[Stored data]

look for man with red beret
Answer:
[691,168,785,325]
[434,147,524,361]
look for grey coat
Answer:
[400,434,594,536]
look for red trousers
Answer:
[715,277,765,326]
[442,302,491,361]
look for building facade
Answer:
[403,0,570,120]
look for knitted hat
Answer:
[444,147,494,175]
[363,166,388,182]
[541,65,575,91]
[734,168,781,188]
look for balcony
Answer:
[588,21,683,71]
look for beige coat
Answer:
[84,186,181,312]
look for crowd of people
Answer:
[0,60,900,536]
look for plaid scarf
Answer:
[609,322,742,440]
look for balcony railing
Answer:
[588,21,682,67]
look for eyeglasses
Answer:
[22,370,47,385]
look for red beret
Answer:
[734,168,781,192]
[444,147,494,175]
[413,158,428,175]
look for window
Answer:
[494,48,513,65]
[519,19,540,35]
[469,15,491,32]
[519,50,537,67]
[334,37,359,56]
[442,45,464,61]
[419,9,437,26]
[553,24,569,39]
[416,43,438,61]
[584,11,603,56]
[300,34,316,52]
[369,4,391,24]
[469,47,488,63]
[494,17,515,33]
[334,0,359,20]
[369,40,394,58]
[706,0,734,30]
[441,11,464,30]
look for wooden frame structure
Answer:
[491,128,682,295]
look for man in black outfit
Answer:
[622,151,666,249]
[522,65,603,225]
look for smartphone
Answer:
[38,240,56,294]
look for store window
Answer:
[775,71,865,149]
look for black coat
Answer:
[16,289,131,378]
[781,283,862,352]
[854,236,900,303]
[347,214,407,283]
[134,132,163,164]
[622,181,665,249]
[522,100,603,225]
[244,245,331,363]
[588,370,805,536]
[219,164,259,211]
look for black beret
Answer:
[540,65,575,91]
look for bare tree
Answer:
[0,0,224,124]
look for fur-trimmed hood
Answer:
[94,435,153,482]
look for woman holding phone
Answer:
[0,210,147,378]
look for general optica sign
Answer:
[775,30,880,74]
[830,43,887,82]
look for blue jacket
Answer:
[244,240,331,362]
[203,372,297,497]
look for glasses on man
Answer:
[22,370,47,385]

= Aim =
Repeat all of the records above word for word.

= Exercise output =
look for man with red beret
Answer:
[691,168,785,325]
[434,147,524,361]
look for grey coat
Answer:
[400,434,594,536]
look for red trousers
Answer:
[715,277,765,326]
[442,302,491,361]
look for building facade
Answer:
[403,0,570,120]
look for knitted hat
Answer:
[444,147,494,175]
[363,166,388,182]
[541,65,575,91]
[734,168,781,188]
look for balcony
Answer:
[588,21,683,71]
look for beige coat
Answer:
[84,186,181,312]
look for crowd of people
Answer:
[0,60,900,536]
look for plaid scarf
Answer:
[609,322,742,440]
look for balcony railing
Answer:
[588,21,682,67]
look for eyeglasses
Answer:
[22,370,47,385]
look for red beret
Answer:
[734,168,781,192]
[444,147,494,175]
[413,158,428,175]
look for window
Answer:
[494,48,513,65]
[519,19,540,35]
[469,15,491,32]
[519,50,537,67]
[334,37,359,56]
[442,45,464,61]
[419,9,437,26]
[553,24,569,39]
[416,43,438,61]
[584,11,603,56]
[300,34,316,52]
[369,4,391,24]
[469,47,488,63]
[494,17,515,33]
[334,0,359,20]
[369,40,394,58]
[706,0,734,30]
[441,11,464,30]
look for wooden frame structure
Answer:
[491,128,682,295]
look for man in black outfit
Answer:
[622,151,666,249]
[522,65,603,225]
look for smartphone
Answer:
[38,240,56,294]
look for store window
Answer:
[775,71,865,149]
look for black coat
Answer:
[16,289,131,378]
[781,283,862,352]
[854,236,900,303]
[347,214,407,283]
[134,132,163,164]
[622,181,665,249]
[522,100,603,225]
[244,245,331,363]
[588,370,805,536]
[219,164,259,211]
look for black beret
Answer:
[540,65,575,91]
look for bare tree
Answer:
[0,0,224,124]
look for fur-trimmed hood
Answer:
[94,435,153,482]
look for woman holding phone
Answer:
[0,210,147,378]
look for general optica sign
Answer:
[775,30,880,74]
[830,43,887,82]
look for blue jacket
Answer:
[244,240,331,362]
[203,372,297,497]
look for glasses on man
Answer:
[22,370,47,385]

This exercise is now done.